Respond with nothing but the number of lines in this data that include the word "athletic".

(Records from a dataset)
++++++++++

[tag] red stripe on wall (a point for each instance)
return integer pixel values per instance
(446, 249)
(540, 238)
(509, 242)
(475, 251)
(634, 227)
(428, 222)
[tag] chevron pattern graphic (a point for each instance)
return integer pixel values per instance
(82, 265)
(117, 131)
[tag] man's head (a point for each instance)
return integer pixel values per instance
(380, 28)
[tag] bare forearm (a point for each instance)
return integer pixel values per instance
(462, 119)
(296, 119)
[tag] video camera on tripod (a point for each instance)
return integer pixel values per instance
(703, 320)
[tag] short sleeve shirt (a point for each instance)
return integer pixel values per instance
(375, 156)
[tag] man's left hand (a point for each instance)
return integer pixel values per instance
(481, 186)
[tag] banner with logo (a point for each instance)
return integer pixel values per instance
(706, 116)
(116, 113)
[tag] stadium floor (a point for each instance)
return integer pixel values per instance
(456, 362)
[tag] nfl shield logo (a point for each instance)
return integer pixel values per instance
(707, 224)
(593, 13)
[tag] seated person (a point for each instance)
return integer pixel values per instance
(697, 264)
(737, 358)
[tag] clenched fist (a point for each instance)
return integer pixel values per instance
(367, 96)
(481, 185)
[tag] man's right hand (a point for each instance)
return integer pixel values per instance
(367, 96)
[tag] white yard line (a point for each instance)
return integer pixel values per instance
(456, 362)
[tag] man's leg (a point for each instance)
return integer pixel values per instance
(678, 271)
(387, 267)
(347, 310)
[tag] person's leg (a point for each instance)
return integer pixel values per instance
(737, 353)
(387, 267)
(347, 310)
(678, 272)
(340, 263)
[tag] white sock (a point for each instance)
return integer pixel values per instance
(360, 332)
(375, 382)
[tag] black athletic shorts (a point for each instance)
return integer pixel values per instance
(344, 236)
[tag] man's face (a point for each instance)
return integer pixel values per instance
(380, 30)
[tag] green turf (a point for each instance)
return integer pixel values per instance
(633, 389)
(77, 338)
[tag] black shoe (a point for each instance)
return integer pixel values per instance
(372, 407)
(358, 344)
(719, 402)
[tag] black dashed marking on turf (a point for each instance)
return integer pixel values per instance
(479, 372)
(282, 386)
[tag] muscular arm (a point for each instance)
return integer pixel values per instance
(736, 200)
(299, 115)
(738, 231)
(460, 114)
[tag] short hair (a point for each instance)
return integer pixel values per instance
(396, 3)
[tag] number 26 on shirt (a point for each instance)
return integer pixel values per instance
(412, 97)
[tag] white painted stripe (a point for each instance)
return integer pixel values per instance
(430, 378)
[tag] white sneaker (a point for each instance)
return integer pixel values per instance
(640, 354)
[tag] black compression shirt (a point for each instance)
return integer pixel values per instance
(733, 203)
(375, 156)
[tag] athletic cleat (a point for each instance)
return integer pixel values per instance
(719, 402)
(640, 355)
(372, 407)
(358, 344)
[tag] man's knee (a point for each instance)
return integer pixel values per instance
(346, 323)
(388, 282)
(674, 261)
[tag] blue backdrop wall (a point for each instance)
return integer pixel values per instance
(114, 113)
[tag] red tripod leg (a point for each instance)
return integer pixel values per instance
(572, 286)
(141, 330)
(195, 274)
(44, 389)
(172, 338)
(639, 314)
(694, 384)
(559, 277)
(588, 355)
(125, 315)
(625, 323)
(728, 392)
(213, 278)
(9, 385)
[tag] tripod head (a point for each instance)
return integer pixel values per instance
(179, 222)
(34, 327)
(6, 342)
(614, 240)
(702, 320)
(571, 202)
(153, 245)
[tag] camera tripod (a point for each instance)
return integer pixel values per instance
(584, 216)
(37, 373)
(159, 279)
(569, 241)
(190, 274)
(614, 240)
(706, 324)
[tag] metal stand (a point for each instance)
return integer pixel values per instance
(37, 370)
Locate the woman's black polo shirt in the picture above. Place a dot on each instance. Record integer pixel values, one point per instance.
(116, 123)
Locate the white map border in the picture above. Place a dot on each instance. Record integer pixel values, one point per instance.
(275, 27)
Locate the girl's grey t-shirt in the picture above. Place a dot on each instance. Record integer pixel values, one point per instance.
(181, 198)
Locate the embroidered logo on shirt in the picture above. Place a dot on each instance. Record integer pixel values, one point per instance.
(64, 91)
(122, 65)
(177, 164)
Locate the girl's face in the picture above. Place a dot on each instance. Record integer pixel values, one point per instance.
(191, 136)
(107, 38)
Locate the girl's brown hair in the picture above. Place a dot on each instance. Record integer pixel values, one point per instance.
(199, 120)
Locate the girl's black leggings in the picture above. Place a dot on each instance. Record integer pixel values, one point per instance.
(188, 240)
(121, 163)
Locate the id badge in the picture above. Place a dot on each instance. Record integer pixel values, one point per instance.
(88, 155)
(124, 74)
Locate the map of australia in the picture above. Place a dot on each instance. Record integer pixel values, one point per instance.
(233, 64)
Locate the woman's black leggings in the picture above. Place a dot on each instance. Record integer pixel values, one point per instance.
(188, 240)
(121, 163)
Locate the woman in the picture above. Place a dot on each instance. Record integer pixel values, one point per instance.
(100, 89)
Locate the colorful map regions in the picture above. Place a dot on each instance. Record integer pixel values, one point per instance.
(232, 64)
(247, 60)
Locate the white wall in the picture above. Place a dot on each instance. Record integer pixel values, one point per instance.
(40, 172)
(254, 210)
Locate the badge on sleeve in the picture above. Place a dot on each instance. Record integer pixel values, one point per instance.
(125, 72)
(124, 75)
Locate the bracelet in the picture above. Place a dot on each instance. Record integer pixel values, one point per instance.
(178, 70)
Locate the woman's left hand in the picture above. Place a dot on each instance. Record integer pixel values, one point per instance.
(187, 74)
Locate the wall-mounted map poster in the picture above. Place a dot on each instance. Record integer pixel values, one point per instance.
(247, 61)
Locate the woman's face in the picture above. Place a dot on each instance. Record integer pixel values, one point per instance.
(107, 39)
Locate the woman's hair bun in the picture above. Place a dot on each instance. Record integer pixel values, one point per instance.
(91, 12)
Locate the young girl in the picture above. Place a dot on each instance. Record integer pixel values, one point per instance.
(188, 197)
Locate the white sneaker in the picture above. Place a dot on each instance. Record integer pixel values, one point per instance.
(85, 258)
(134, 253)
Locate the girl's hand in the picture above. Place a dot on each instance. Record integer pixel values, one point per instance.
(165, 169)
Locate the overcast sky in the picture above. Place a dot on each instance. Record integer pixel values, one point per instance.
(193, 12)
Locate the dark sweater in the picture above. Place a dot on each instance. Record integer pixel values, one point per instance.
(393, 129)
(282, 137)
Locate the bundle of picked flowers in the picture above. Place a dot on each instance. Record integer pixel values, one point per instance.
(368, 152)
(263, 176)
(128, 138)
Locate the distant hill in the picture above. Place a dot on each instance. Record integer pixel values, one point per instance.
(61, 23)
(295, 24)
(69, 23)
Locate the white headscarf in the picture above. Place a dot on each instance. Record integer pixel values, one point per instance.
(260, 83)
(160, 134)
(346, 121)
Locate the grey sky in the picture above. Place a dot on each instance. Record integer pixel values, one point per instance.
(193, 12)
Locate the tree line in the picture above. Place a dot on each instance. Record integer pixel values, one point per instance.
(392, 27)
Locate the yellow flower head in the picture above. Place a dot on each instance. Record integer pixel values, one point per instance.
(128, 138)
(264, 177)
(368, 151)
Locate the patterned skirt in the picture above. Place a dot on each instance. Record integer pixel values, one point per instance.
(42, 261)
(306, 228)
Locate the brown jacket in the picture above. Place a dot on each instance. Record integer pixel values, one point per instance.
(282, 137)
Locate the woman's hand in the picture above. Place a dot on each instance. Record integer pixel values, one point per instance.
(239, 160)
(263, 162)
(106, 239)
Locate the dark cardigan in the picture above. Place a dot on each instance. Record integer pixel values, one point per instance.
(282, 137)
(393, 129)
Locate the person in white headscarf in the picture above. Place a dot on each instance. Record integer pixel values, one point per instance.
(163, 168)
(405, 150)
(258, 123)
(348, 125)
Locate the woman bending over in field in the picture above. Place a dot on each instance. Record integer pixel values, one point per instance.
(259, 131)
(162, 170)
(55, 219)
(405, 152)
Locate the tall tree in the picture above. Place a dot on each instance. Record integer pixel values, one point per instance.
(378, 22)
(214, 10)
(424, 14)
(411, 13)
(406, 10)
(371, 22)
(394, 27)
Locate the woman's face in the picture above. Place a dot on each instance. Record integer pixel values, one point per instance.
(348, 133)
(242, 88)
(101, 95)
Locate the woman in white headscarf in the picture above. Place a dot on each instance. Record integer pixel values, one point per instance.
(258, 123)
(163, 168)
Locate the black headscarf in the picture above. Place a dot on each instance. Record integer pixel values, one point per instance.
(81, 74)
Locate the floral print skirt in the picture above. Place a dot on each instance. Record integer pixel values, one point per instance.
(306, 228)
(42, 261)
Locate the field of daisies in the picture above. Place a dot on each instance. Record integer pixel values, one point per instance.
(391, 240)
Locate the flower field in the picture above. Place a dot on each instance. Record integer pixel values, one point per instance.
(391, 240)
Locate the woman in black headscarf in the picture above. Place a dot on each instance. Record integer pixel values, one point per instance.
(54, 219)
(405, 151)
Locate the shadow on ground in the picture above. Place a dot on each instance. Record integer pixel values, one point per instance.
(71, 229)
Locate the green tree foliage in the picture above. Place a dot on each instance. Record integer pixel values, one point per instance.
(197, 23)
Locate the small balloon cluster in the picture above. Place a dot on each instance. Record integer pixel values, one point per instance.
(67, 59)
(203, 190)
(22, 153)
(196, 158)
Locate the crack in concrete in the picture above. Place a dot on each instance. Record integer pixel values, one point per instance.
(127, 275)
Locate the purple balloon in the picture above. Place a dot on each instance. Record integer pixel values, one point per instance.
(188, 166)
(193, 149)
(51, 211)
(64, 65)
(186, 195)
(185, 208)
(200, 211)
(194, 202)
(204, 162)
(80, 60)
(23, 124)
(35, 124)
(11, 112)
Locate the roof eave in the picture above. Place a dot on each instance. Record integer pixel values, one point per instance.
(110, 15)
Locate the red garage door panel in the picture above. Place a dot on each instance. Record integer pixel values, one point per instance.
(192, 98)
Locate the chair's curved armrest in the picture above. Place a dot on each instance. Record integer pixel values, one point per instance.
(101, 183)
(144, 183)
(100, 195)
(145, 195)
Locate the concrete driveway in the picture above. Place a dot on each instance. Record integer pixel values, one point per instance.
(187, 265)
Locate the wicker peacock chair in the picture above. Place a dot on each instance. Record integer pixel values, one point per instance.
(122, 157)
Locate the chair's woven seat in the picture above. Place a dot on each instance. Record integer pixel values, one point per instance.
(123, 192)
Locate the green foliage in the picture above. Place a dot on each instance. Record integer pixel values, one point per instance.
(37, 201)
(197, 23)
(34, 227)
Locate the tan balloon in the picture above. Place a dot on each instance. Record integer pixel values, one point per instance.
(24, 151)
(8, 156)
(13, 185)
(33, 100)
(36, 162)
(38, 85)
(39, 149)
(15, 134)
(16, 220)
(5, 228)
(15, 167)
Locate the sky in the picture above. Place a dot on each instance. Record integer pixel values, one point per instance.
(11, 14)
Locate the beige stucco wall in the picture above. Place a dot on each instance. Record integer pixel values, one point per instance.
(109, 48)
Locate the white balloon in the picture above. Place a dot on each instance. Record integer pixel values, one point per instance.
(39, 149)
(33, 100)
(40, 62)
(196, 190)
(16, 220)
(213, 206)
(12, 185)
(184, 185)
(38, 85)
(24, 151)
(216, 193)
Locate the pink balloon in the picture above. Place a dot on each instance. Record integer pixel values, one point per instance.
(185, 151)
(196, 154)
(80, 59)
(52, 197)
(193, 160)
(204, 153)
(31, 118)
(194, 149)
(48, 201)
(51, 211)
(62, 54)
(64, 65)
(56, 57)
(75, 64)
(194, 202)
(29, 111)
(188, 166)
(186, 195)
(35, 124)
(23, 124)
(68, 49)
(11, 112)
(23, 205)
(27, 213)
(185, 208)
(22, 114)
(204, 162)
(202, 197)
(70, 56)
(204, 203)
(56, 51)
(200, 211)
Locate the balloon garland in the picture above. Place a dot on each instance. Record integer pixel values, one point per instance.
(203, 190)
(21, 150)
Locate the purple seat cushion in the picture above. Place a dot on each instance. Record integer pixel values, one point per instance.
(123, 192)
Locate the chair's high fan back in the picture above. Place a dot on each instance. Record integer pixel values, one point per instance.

++++++++++

▶ Answer
2